# Start of INFORMATION PROVIDED

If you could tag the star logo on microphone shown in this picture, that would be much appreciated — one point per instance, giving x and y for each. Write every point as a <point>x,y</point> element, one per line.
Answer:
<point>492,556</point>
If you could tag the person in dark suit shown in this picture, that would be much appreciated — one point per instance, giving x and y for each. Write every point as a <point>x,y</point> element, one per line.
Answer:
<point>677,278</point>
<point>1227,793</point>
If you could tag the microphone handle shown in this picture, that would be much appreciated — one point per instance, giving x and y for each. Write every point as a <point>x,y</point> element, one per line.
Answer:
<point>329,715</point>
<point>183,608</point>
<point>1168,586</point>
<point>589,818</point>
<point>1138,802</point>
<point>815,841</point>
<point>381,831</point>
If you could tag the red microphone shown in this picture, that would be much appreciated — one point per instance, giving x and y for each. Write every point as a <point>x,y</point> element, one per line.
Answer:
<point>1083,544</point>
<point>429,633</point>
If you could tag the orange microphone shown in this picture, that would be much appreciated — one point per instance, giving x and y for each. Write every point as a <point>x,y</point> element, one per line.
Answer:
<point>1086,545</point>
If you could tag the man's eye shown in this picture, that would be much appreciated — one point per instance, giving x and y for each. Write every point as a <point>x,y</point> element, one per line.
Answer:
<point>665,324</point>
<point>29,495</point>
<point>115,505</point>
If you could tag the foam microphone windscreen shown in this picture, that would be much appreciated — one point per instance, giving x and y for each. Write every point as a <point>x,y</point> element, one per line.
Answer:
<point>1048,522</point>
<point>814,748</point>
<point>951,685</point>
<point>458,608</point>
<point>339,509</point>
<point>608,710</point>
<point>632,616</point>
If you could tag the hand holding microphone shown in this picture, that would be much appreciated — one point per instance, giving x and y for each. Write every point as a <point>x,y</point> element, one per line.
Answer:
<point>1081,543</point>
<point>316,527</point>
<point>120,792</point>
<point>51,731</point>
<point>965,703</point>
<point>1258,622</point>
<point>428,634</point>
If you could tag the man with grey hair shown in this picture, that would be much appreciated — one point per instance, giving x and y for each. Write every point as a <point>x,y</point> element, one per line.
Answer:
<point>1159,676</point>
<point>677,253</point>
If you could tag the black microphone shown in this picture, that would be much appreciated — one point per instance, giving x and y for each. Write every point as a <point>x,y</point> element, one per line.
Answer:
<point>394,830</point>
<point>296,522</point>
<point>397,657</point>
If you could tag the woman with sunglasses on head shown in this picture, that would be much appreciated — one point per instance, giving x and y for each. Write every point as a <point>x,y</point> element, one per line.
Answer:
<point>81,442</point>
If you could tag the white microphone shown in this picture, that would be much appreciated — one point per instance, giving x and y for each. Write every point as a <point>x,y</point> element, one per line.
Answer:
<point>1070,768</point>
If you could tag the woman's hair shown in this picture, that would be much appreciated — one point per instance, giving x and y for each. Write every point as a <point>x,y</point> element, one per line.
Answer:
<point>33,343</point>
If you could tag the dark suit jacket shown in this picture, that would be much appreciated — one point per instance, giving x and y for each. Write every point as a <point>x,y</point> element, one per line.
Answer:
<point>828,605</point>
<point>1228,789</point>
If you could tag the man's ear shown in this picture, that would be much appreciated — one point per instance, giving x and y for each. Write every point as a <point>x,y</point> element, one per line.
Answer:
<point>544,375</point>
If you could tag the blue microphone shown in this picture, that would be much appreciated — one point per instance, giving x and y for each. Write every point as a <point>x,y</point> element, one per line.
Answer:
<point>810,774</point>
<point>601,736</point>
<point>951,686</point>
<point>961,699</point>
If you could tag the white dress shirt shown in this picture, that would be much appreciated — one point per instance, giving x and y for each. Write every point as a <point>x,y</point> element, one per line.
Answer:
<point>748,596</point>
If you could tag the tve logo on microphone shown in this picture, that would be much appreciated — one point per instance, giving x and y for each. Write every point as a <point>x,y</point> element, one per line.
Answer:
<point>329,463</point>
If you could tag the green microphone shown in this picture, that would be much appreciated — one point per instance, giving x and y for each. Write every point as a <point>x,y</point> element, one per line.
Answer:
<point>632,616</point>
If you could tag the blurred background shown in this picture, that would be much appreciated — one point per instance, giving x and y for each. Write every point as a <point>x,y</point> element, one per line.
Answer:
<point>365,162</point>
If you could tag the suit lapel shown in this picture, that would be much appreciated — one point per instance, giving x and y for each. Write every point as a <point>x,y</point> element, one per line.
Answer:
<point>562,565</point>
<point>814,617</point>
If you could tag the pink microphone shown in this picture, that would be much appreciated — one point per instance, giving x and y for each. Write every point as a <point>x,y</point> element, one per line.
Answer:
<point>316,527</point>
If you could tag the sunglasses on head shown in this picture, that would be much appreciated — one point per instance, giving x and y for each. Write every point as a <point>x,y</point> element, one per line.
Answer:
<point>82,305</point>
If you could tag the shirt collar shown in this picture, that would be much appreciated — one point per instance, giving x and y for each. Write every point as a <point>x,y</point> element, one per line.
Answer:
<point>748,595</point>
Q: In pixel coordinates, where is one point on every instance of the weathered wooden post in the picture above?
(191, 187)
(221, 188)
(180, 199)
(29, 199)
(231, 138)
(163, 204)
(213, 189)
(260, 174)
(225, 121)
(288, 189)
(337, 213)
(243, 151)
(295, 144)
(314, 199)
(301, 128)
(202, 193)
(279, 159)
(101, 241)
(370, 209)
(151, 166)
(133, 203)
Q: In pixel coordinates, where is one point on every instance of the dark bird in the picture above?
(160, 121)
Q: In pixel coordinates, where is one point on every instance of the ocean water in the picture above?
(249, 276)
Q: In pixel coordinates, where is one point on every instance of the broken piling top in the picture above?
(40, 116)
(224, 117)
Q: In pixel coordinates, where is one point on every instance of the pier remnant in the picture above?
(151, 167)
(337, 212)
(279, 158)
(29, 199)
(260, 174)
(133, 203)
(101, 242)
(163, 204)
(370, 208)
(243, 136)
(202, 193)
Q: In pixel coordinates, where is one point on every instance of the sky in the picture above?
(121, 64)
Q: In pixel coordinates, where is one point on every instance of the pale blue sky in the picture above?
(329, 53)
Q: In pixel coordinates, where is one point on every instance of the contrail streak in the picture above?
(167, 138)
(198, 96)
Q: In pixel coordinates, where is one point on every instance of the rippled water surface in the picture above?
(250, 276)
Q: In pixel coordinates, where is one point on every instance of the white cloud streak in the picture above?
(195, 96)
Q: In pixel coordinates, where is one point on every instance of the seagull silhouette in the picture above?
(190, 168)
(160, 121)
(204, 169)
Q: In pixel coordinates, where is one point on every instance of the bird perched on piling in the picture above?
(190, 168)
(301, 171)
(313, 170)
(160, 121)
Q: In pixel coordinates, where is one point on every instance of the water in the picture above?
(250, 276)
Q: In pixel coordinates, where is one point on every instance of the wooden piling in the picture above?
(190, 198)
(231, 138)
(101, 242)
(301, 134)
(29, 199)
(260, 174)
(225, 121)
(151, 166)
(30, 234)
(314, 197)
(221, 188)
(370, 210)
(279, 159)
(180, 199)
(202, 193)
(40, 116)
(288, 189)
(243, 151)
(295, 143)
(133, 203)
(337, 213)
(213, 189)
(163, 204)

# End of INFORMATION PROVIDED

• **GIVEN REQUEST**
Please print every entry above again, keeping each line identical to the original.

• **ANSWER TO THE EXERCISE**
If you could tag the star logo on microphone shown in this picture, that would be much appreciated — one point per instance, giving x and y for each. Write every point as a <point>x,y</point> element, one per line.
Answer:
<point>492,556</point>
If you could tag the person in dark suit shown in this picture, that would be much appreciated — one point per instance, giving x and y for each. Write every point as a <point>x,y</point> element, one per line.
Answer:
<point>677,278</point>
<point>1227,793</point>
If you could tag the microphone handle shown in this picture, that would be much appreciated — one point per instance, giving x and y for each. Write every point as a <point>x,y</point> element, one per line.
Answer:
<point>329,715</point>
<point>183,608</point>
<point>1168,586</point>
<point>589,818</point>
<point>1138,802</point>
<point>815,841</point>
<point>381,831</point>
If you could tag the red microphone shown in this picture, that would be much appreciated — one point per instance, giving x and y for each. Write every point as a <point>x,y</point> element, one per line.
Answer:
<point>1083,544</point>
<point>429,633</point>
If you could tag the orange microphone shown in this picture, that would be much appreciated — one point per instance, giving x and y for each. Write every point as a <point>x,y</point> element, one per line.
Answer:
<point>1086,545</point>
If you could tag the man's eye shown in this picture, that would be much appreciated — one point per instance, giving x and y for each. Write every point as a <point>x,y</point> element, one per line.
Answer:
<point>665,324</point>
<point>29,495</point>
<point>115,505</point>
If you could tag the foam microphone windscreen shown in this picture, that would be much appreciated — one point per instance, giving x and y for each. Write every point as a <point>x,y</point> element, one per line.
Answer:
<point>1048,522</point>
<point>814,748</point>
<point>951,685</point>
<point>458,608</point>
<point>339,509</point>
<point>608,710</point>
<point>632,616</point>
If you could tag the hand holding microphone shown in this picture, that would be much appreciated — one point per instance, giving x and y for each. Write every point as a <point>x,y</point> element, one per line.
Answer:
<point>1081,543</point>
<point>316,527</point>
<point>120,792</point>
<point>51,731</point>
<point>965,703</point>
<point>1258,622</point>
<point>428,634</point>
If you could tag the man with grey hair shown in this picture, that would be much appreciated — one point per instance, giving x and y for each. Write every point as a <point>x,y</point> element, one per line.
Answer:
<point>1159,676</point>
<point>677,253</point>
If you could tag the black microphone shown in this picture, that would be much appreciated — one point per instance, giving x and y for each. Write every point as a <point>x,y</point> element, one per line.
Answer:
<point>394,830</point>
<point>296,522</point>
<point>397,657</point>
If you could tag the woman with sunglasses on head shown in this picture, that would be much appreciated — one point per instance, giving x and y for each. Write every point as a <point>x,y</point> element, one per line.
Answer:
<point>81,442</point>
If you could tag the white microphone shown in this picture, that would be much appreciated — one point per instance, giving x and y for each. Write every point as a <point>x,y</point> element, one per line.
Answer:
<point>1070,768</point>
If you could tag the woman's hair shown in this picture, that would be much appreciated — one point per instance, giving x and y for each. Write every point as a <point>x,y</point> element, one per line.
Answer:
<point>33,343</point>
If you could tag the dark suit jacket shown in this picture, that would be much appreciated — one point per instance, giving x and y for each. Write every point as a <point>x,y</point> element, one per line.
Answer:
<point>828,605</point>
<point>1228,789</point>
If you could tag the man's ear shown in this picture, that would be much appreciated — one point per instance, giving x and y for each. Write every point as a <point>x,y</point> element, one per line.
Answer:
<point>544,375</point>
If you could tag the blue microphone shown in this picture, that would be much appreciated — one point per instance, giving x and y for each. Write every point as a <point>x,y</point> element, one per line.
Answer:
<point>810,774</point>
<point>601,736</point>
<point>951,686</point>
<point>961,699</point>
If you could tag the white dress shirt shown in this picture, that would be much appreciated — one point per instance, giving x and y for each. Write every point as a <point>x,y</point> element, one per line.
Answer:
<point>748,596</point>
If you could tag the tve logo on microphone shown in this picture, that would be much appreciated — one point per instance, giving x and y for each. Write every point as a <point>x,y</point> element, one per line.
Answer:
<point>329,463</point>
If you could tag the green microphone shown in this picture, that would be much appreciated — one point per instance, giving x and y for each. Write every point as a <point>x,y</point> element, one per line.
Answer:
<point>632,616</point>
If you could tag the blurred background shown in this picture, that would be much appreciated — one point per instance, giving x and y for each. Write every point as a <point>x,y</point> element, one per line.
Answer:
<point>365,162</point>
If you could tag the suit lapel shown in this picture, that would be much appreciated — one point per instance, giving x and y for each. Write every point as a <point>x,y</point> element, one per line.
Answer:
<point>562,565</point>
<point>814,617</point>
If you could tag the pink microphone shown in this picture, that would be much appreciated — one point per instance, giving x and y for each. Write every point as a <point>x,y</point> element, one per line.
Answer:
<point>316,527</point>
If you could tag the sunglasses on head shown in this picture, that would be much appreciated — one point per instance, giving x and y for each. Write every point as a <point>x,y</point> element, one per line.
Answer:
<point>82,305</point>
If you could tag the shirt collar shown in this picture, that would be much appreciated — one point per instance, giving x and y for each. Write every point as a <point>x,y</point> element, one per line.
Answer:
<point>748,595</point>
Q: In pixel coordinates, where is one point on every instance of the weathered wooden post in the picture above?
(191, 187)
(221, 188)
(180, 199)
(29, 199)
(231, 138)
(163, 204)
(213, 189)
(260, 174)
(225, 121)
(288, 189)
(337, 213)
(243, 151)
(295, 144)
(314, 199)
(301, 128)
(202, 193)
(279, 159)
(101, 241)
(370, 209)
(151, 166)
(133, 203)
Q: In pixel coordinates, where is one point on every instance of the dark bird in the picture above?
(160, 121)
Q: In pixel coordinates, where is one point on every instance of the ocean water in the picture above?
(249, 276)
Q: In pixel coordinates, where is one point on every instance of the broken piling top in the picture above?
(40, 116)
(224, 117)
Q: In pixel coordinates, where is one point on every instance of the pier remnant in the picture above?
(151, 167)
(337, 212)
(279, 158)
(29, 199)
(260, 174)
(133, 203)
(101, 242)
(163, 204)
(370, 208)
(243, 136)
(202, 193)
Q: In pixel coordinates, where is one point on every instance of the sky in the picture above?
(121, 64)
Q: In pixel coordinates, where is one point on every instance of the pale blue sky in the picture above?
(329, 53)
Q: In pixel coordinates, where is one point on every instance of the contrail streak in the picture above?
(167, 138)
(198, 96)
Q: In pixel coordinates, where is one point on every instance of the rippled water surface in the picture above?
(250, 276)
Q: In pixel coordinates, where is one point on every instance of the white cloud streak in the picture above?
(195, 96)
Q: In pixel coordinates, where is one point on every instance of the seagull silhouette in the picture above?
(190, 168)
(160, 121)
(204, 169)
Q: In pixel coordinates, where is one point on every instance of the bird perched on piling in the picture above?
(190, 168)
(301, 171)
(313, 170)
(160, 121)
Q: In pixel coordinates, where is one point on every instance of the water in the picture above?
(250, 276)
Q: In pixel coordinates, where is one point on every instance of the wooden piling in the picture above?
(190, 198)
(231, 138)
(101, 242)
(301, 134)
(29, 199)
(260, 174)
(225, 121)
(151, 166)
(30, 234)
(314, 197)
(221, 188)
(370, 210)
(279, 159)
(180, 199)
(202, 193)
(40, 116)
(288, 189)
(243, 151)
(295, 143)
(133, 203)
(337, 213)
(213, 189)
(163, 204)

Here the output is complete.